Then there is a period of waiting until the Moon comes to the full,
then another pause until the following Sunday, and Easter falls on
the first Sunday after the first full Moon after the beginning of
spring. The first full Moon can be on 22nd March, in which
case Easter is very early; or the first full Moon can be a whole
twenty-nine days after 21st March. If, for example, there is a full
Moon on 19th March, spring has not yet begun and then after some
twenty-eight days the Moon is again full; the Easter Festival in that
year will fall on the next Sunday — quite late in April.
Now why has the
Easter Festival been fixed according to conditions in the heavens? This is
connected with what I have been telling you. In earlier times men
knew that the Moon and the Sun have an influence upon everything that
exists on the Earth.
Think of a growing
plant. (Sketch on the blackboard.) If you want to grow a plant, you
take a tiny seed and lay it in the soil. The whole plant, the whole
life of the plant is compressed into this tiny seed. What comes out
of this seed? First, the root. The life expands into the root. But
then it contracts again and grows, still in a state of contraction,
into a stem. Then it expands and the leaves come and then the
blossom. Then there is again contraction into the seed and the seed
waits until the following year. In the plant, therefore, we see a
process of expansion — contraction; expansion —
contraction.
Whenever the plant
expands, it is the Sun which draws out the leaf or the blossom; whenever the
plant contracts (in the seed or the stem) the contraction is due to
the forces of the Moon. Between the leaves, the Moon is working. So
that when we take a plant with spreading leaves and root, we can say,
beginning with the seed: Moon — then Sun — again Moon
— again Sun — again Moon, and so forth ... with the Moon
at the end of the process. In every plant we see Sun forces and Moon
forces working in alternation. In a field of growing plants we behold
the deeds of Sun and Moon. I told you that the fashioning and shaping
of the physical human being when he comes into the world, is
dependent on the Moon;
[See the previous lecture.]
inner forces which make it possible for him to transform his own
character, come from the Sun. I told you this when we were speaking
about the Mystery of Golgotha.
■ ■ ■ ■ ■
Aim A:
Please answer these questions about the passage on Easter and the Moon, one per line:
(i) On which Sunday does Easter fall?
(ii) What comes out of the seed first?
(iii) When the plant contracts, what is the contraction due to?

[Labeled contour entries]
■ ■ ■ ■ ■
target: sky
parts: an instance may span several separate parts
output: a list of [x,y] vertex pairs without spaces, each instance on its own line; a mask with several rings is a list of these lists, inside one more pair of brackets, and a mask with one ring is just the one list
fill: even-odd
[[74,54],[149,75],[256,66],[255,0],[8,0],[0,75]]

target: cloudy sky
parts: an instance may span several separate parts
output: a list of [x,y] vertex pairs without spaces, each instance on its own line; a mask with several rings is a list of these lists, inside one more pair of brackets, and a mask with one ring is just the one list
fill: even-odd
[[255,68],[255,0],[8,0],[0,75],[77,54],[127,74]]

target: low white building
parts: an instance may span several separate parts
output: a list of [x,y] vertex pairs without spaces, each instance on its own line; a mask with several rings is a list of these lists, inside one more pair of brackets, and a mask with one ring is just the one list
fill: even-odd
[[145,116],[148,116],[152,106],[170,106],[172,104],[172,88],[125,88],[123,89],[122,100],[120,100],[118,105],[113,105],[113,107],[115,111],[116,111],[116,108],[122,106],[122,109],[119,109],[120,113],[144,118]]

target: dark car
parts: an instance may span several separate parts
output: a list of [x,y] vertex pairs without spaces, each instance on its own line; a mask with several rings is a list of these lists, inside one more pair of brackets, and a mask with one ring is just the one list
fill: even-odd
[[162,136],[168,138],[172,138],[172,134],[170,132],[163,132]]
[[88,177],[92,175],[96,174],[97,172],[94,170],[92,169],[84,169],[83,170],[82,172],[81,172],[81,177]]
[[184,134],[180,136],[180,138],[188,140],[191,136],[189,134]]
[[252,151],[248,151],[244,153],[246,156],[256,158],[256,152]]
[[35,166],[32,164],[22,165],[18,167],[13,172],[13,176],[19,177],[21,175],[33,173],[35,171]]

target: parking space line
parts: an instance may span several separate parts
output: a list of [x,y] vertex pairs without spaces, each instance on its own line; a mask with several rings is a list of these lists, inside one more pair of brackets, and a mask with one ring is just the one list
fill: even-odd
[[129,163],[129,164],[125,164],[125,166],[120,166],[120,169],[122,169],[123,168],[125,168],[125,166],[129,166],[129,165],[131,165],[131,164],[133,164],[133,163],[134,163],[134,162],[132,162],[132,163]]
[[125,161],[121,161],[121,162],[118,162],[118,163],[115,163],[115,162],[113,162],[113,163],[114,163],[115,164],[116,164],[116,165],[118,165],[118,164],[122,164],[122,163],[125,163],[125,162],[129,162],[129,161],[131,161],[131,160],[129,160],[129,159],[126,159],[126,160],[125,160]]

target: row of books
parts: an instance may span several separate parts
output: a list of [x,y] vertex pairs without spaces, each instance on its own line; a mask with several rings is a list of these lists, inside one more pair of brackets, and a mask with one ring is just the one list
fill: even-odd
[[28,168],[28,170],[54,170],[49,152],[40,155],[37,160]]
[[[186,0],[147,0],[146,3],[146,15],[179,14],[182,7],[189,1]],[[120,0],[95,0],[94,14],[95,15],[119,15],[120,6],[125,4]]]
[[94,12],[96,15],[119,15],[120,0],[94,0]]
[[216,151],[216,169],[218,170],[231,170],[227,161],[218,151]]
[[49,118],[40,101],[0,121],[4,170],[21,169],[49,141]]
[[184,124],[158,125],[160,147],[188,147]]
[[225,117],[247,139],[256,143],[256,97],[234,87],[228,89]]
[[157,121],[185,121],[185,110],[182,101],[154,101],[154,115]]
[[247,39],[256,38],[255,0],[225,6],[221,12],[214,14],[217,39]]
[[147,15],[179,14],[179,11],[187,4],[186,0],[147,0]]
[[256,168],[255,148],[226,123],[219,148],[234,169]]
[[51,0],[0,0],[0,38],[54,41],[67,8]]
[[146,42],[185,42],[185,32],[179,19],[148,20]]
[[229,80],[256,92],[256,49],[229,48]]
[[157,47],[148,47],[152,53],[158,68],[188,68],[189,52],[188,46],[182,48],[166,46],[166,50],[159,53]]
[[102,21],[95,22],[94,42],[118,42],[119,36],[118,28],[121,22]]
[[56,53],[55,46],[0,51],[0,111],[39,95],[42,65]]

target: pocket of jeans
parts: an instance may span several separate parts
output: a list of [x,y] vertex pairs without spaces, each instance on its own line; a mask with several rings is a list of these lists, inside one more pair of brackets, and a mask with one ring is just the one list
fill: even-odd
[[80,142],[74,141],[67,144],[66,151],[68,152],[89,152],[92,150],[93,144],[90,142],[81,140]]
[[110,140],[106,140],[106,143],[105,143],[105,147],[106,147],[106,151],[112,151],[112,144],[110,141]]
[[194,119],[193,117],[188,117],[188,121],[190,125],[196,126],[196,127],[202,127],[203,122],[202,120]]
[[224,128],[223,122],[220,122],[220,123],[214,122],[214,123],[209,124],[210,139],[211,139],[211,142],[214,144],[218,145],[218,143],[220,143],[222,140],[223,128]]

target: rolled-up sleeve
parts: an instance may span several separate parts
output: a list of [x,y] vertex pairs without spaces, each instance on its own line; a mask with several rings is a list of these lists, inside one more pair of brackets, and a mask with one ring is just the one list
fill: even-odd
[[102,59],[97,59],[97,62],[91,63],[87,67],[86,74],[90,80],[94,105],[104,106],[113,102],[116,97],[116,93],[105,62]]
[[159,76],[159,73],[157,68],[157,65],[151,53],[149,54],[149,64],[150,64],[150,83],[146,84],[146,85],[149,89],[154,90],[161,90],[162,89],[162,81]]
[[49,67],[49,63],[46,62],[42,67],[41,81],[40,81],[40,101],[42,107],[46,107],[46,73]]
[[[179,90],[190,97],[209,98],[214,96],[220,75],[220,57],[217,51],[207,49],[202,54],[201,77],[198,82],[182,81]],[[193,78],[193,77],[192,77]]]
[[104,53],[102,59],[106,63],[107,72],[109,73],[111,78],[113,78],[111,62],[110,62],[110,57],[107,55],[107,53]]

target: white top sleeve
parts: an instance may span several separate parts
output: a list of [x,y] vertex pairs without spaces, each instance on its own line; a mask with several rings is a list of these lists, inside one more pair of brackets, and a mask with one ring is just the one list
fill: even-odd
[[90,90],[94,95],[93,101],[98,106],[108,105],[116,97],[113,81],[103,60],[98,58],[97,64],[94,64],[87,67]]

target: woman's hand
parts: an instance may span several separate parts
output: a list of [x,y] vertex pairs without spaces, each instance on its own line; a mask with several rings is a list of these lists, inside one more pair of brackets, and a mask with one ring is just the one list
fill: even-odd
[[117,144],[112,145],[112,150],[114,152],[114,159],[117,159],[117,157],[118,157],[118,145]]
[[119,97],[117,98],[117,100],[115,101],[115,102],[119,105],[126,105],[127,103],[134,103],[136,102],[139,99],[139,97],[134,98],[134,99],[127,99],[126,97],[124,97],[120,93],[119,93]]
■ ■ ■ ■ ■
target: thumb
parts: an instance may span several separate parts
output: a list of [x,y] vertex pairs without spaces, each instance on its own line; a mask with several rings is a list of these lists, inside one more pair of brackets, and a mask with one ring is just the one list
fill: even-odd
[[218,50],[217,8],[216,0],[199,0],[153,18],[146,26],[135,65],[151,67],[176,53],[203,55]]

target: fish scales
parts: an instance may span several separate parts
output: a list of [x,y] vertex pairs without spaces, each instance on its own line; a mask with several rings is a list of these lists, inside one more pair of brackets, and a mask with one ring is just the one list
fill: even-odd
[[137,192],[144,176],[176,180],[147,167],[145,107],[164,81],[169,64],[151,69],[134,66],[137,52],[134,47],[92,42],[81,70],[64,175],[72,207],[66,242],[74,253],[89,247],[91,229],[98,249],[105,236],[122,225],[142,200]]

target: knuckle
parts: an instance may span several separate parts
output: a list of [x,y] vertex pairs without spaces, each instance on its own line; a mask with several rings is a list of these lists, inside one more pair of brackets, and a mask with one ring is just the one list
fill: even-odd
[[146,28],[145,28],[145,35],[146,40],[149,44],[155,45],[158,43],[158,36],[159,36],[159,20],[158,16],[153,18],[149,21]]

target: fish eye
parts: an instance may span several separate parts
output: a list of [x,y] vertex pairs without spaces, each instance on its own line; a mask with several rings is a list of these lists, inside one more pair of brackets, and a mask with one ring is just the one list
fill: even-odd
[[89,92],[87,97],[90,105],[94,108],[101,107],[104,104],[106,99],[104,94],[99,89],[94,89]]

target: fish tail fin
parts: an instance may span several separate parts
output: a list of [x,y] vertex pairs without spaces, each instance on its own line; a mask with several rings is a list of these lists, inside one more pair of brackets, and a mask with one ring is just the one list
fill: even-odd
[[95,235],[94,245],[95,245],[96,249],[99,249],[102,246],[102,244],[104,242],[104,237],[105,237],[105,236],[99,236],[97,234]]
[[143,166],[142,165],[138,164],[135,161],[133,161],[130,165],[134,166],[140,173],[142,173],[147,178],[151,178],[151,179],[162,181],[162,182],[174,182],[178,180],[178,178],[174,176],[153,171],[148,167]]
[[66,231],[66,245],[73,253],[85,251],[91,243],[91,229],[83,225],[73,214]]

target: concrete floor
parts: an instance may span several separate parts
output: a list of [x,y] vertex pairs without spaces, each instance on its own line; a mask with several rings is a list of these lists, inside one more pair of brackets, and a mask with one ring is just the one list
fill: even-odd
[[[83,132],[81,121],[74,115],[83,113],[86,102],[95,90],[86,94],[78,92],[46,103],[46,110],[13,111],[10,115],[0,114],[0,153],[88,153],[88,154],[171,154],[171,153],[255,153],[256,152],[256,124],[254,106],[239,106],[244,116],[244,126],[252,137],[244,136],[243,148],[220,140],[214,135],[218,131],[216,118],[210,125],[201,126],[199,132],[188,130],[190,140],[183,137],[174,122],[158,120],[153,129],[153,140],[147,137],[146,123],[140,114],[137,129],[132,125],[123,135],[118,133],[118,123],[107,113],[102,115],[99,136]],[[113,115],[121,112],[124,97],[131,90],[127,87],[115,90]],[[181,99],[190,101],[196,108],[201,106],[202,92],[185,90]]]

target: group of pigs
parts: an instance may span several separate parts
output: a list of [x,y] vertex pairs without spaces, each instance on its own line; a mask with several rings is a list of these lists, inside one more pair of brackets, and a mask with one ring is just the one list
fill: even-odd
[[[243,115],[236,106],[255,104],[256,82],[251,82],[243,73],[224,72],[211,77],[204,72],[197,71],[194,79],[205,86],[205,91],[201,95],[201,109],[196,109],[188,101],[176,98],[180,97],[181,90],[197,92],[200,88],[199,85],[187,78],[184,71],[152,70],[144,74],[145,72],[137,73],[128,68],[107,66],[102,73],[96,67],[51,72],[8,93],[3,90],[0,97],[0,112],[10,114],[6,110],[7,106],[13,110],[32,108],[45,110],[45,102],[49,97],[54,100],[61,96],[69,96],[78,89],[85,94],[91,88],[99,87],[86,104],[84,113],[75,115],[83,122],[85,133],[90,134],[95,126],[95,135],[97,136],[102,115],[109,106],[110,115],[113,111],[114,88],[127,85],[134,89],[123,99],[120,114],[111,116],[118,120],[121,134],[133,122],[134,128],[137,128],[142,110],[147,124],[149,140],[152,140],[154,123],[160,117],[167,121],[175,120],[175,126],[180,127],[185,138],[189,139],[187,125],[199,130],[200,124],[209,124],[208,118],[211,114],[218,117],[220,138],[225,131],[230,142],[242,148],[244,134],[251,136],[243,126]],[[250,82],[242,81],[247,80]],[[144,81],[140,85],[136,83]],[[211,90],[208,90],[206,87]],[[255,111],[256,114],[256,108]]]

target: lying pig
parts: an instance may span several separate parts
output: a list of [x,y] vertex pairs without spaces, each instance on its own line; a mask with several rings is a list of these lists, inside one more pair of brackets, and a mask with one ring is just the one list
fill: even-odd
■ ■ ■ ■ ■
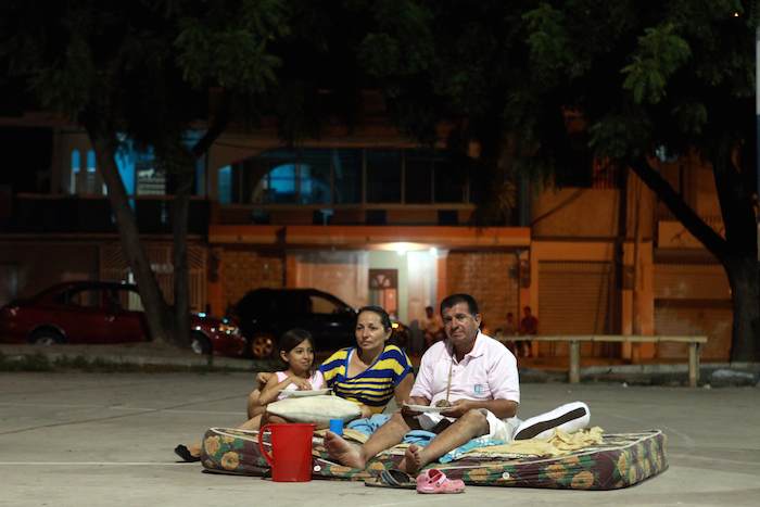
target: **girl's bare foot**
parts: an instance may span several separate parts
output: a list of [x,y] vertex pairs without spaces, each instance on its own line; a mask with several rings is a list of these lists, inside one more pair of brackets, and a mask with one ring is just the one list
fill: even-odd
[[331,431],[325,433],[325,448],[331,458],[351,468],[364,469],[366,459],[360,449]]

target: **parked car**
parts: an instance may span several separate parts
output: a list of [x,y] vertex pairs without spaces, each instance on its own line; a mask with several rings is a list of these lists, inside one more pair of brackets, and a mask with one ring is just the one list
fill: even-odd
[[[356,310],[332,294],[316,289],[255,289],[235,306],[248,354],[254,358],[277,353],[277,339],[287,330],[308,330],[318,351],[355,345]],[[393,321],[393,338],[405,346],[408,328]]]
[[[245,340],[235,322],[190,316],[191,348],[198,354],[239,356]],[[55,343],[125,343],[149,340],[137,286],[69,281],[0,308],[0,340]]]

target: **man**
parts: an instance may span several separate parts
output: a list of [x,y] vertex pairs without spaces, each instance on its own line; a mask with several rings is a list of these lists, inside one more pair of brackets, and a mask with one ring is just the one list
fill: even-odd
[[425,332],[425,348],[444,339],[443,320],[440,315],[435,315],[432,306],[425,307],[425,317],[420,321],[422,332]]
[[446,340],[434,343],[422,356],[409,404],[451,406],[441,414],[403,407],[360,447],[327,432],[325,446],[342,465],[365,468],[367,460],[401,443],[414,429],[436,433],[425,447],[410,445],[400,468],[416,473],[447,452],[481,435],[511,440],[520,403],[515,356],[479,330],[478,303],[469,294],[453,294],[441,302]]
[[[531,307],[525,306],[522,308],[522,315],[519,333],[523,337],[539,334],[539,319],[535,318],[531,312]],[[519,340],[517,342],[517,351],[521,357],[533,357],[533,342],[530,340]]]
■ ■ ■ ■ ■
Aim B: Edit the stretch of records from the line containing "target: sky" through the line containing "[[255,68],[255,0],[8,0],[0,75],[77,54],[127,74]]" so that "cloudy sky" becomes "overcast sky", with nothing else changed. Return only those lines.

Task answer A:
(i) The first Sunday after the first full Moon after the beginning of spring.
(ii) The root.
(iii) The forces of the Moon.

Task answer B:
target: sky
parts: an instance may span several separate parts
output: a list of [x,y] vertex pairs without spaces, each instance on its own line; a mask with several rings is a list of these lists, inside one more pair of brackets, and a mask with one ring is just the one list
fill: even-odd
[[74,54],[149,75],[256,66],[255,0],[8,0],[0,75]]

target: overcast sky
parts: an instance may span several separate parts
output: a list of [x,y] vertex pairs without spaces, each instance on its own line; a mask with several rings is a list of these lists, inside one more pair of brackets, and a mask with one ring is just the one list
fill: even-odd
[[255,68],[255,0],[8,0],[0,75],[77,54],[127,74]]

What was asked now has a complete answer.